Render every entry below as a JSON list of strings, one string per line, omitting blank lines and leaving out the pictures.

_____

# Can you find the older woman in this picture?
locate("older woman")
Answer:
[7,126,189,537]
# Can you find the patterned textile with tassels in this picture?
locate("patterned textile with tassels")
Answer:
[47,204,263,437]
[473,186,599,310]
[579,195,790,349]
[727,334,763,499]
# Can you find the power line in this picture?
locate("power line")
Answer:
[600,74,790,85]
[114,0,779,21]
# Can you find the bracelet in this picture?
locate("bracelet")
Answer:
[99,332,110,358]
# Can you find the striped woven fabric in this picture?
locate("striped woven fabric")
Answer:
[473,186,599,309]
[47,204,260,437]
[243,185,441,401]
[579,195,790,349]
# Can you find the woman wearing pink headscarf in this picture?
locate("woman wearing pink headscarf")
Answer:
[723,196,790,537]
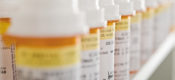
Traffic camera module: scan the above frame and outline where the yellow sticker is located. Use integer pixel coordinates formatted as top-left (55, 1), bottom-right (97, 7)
top-left (115, 17), bottom-right (131, 31)
top-left (82, 32), bottom-right (100, 51)
top-left (16, 46), bottom-right (80, 68)
top-left (100, 26), bottom-right (115, 40)
top-left (131, 13), bottom-right (142, 23)
top-left (142, 9), bottom-right (155, 19)
top-left (0, 20), bottom-right (10, 34)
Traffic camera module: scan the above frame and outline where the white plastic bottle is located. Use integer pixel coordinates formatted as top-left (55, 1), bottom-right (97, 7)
top-left (99, 0), bottom-right (120, 80)
top-left (3, 0), bottom-right (88, 80)
top-left (0, 0), bottom-right (16, 80)
top-left (115, 0), bottom-right (135, 80)
top-left (141, 0), bottom-right (157, 65)
top-left (79, 0), bottom-right (106, 80)
top-left (130, 0), bottom-right (145, 79)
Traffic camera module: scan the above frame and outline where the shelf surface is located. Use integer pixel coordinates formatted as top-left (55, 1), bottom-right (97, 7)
top-left (133, 33), bottom-right (175, 80)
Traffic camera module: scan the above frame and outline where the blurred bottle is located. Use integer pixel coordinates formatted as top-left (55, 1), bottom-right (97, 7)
top-left (154, 0), bottom-right (172, 50)
top-left (3, 0), bottom-right (88, 80)
top-left (141, 0), bottom-right (157, 64)
top-left (0, 0), bottom-right (16, 80)
top-left (99, 0), bottom-right (120, 80)
top-left (130, 0), bottom-right (145, 79)
top-left (79, 0), bottom-right (106, 80)
top-left (115, 0), bottom-right (135, 80)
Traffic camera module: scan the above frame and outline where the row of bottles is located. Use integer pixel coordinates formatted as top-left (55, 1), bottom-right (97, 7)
top-left (0, 0), bottom-right (175, 80)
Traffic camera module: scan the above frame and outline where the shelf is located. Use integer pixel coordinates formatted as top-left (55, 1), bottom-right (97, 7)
top-left (133, 33), bottom-right (175, 80)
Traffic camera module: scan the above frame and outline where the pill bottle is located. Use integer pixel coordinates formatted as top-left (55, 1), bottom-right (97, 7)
top-left (141, 0), bottom-right (157, 65)
top-left (0, 0), bottom-right (16, 80)
top-left (79, 0), bottom-right (106, 80)
top-left (130, 0), bottom-right (146, 80)
top-left (114, 0), bottom-right (135, 80)
top-left (99, 0), bottom-right (121, 80)
top-left (3, 0), bottom-right (88, 80)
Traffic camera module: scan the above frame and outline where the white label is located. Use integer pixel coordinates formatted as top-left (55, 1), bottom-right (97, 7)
top-left (81, 32), bottom-right (100, 80)
top-left (130, 14), bottom-right (142, 78)
top-left (17, 65), bottom-right (80, 80)
top-left (0, 37), bottom-right (16, 80)
top-left (141, 13), bottom-right (154, 64)
top-left (115, 18), bottom-right (130, 80)
top-left (81, 50), bottom-right (100, 80)
top-left (100, 26), bottom-right (115, 80)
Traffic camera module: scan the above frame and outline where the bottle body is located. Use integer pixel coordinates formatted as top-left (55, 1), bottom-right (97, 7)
top-left (81, 28), bottom-right (100, 80)
top-left (0, 17), bottom-right (16, 80)
top-left (3, 35), bottom-right (80, 80)
top-left (100, 21), bottom-right (115, 80)
top-left (114, 16), bottom-right (131, 80)
top-left (154, 4), bottom-right (171, 50)
top-left (141, 8), bottom-right (155, 64)
top-left (130, 12), bottom-right (142, 79)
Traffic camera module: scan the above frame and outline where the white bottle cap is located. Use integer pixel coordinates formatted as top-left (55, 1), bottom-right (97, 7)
top-left (157, 0), bottom-right (171, 5)
top-left (131, 0), bottom-right (146, 11)
top-left (8, 0), bottom-right (88, 37)
top-left (79, 0), bottom-right (106, 28)
top-left (0, 0), bottom-right (14, 18)
top-left (99, 0), bottom-right (120, 21)
top-left (145, 0), bottom-right (158, 8)
top-left (115, 0), bottom-right (136, 16)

_____

## TASK OUTPUT
[
  "# Can you find the older woman in this picture?",
  "locate(\"older woman\")",
  "Answer:",
  "[7,126,189,537]",
  "# Can you find the patterned textile with tassels in this picture?",
  "locate(\"patterned textile with tassels\")",
  "Answer:",
  "[47,204,263,437]",
  "[473,186,599,310]",
  "[579,195,790,349]",
  "[727,334,763,499]",
  "# Can you find the power line in this picture?",
  "locate(\"power line\")",
  "Answer:",
  "[600,74,790,85]",
  "[114,0,779,21]",
  "# Can you find the bracelet in this picture?",
  "locate(\"bracelet\")",
  "Answer:",
  "[99,332,110,358]",
  "# Can you find the striped woven fabric in this picture?",
  "locate(\"striped woven fabric\")",
  "Answer:",
  "[473,186,599,309]",
  "[47,204,260,437]",
  "[243,185,441,401]",
  "[579,195,790,349]",
  "# Can you find the woman wearing pink headscarf in this picture?",
  "locate(\"woman wearing pink headscarf\")",
  "Answer:",
  "[723,196,790,537]",
  "Traffic camera module: scan the above frame and outline where the yellow sticker is located. Use integer pixel coordinates formatted as top-left (55, 1), bottom-right (97, 7)",
  "top-left (115, 17), bottom-right (131, 31)",
  "top-left (82, 32), bottom-right (100, 51)",
  "top-left (16, 46), bottom-right (80, 68)",
  "top-left (100, 26), bottom-right (115, 40)",
  "top-left (131, 13), bottom-right (142, 23)",
  "top-left (142, 9), bottom-right (155, 19)",
  "top-left (0, 20), bottom-right (10, 34)",
  "Traffic camera module: scan the above frame and outline where the white plastic bottle is located. Use integer pixel coordinates formatted as top-left (55, 1), bottom-right (97, 7)",
  "top-left (99, 0), bottom-right (120, 80)",
  "top-left (3, 0), bottom-right (88, 80)",
  "top-left (0, 0), bottom-right (16, 80)",
  "top-left (115, 0), bottom-right (135, 80)",
  "top-left (141, 0), bottom-right (157, 65)",
  "top-left (79, 0), bottom-right (106, 80)",
  "top-left (130, 0), bottom-right (145, 79)",
  "Traffic camera module: scan the above frame and outline where the shelf surface is located. Use integer pixel coordinates formatted as top-left (55, 1), bottom-right (97, 7)",
  "top-left (133, 33), bottom-right (175, 80)",
  "Traffic camera module: scan the above frame and outline where the blurred bottle is located. Use integer pixel coordinates formatted as top-left (55, 1), bottom-right (97, 7)",
  "top-left (154, 0), bottom-right (172, 50)",
  "top-left (3, 0), bottom-right (88, 80)",
  "top-left (141, 0), bottom-right (157, 64)",
  "top-left (0, 0), bottom-right (16, 80)",
  "top-left (99, 0), bottom-right (120, 80)",
  "top-left (130, 0), bottom-right (145, 79)",
  "top-left (79, 0), bottom-right (106, 80)",
  "top-left (115, 0), bottom-right (135, 80)",
  "Traffic camera module: scan the above frame and outline where the row of bottles is located. Use integer pixel coordinates formatted as top-left (55, 1), bottom-right (97, 7)",
  "top-left (0, 0), bottom-right (175, 80)",
  "Traffic camera module: scan the above frame and outline where the shelf is located. Use integer pixel coordinates formatted as top-left (55, 1), bottom-right (97, 7)",
  "top-left (133, 33), bottom-right (175, 80)",
  "Traffic camera module: scan the above frame and outline where the pill bottle is located. Use integer pixel coordinates formatted as top-left (55, 1), bottom-right (97, 7)",
  "top-left (141, 0), bottom-right (157, 65)",
  "top-left (0, 0), bottom-right (16, 80)",
  "top-left (79, 0), bottom-right (106, 80)",
  "top-left (130, 0), bottom-right (146, 80)",
  "top-left (114, 0), bottom-right (135, 80)",
  "top-left (99, 0), bottom-right (121, 80)",
  "top-left (3, 0), bottom-right (88, 80)",
  "Traffic camera module: scan the above frame and outline where the white label is located. Use integer pixel coordinates formatted as top-left (55, 1), bottom-right (97, 7)",
  "top-left (81, 32), bottom-right (100, 80)",
  "top-left (130, 14), bottom-right (142, 78)",
  "top-left (17, 65), bottom-right (80, 80)",
  "top-left (0, 37), bottom-right (16, 80)",
  "top-left (141, 13), bottom-right (154, 64)",
  "top-left (115, 18), bottom-right (130, 80)",
  "top-left (81, 50), bottom-right (100, 80)",
  "top-left (100, 26), bottom-right (115, 80)",
  "Traffic camera module: scan the above frame and outline where the bottle body is located. Use integer pixel coordinates formatted as top-left (55, 1), bottom-right (97, 7)",
  "top-left (81, 28), bottom-right (100, 80)",
  "top-left (0, 17), bottom-right (16, 80)",
  "top-left (3, 35), bottom-right (80, 80)",
  "top-left (100, 21), bottom-right (115, 80)",
  "top-left (114, 16), bottom-right (131, 80)",
  "top-left (154, 4), bottom-right (171, 50)",
  "top-left (141, 8), bottom-right (155, 64)",
  "top-left (130, 12), bottom-right (142, 79)",
  "Traffic camera module: scan the above frame and outline where the white bottle cap is located. Use integer pixel coordinates formatted as top-left (55, 1), bottom-right (97, 7)",
  "top-left (157, 0), bottom-right (171, 5)",
  "top-left (131, 0), bottom-right (146, 11)",
  "top-left (8, 0), bottom-right (88, 37)",
  "top-left (79, 0), bottom-right (106, 28)",
  "top-left (0, 0), bottom-right (14, 18)",
  "top-left (99, 0), bottom-right (120, 21)",
  "top-left (145, 0), bottom-right (158, 8)",
  "top-left (115, 0), bottom-right (136, 16)"
]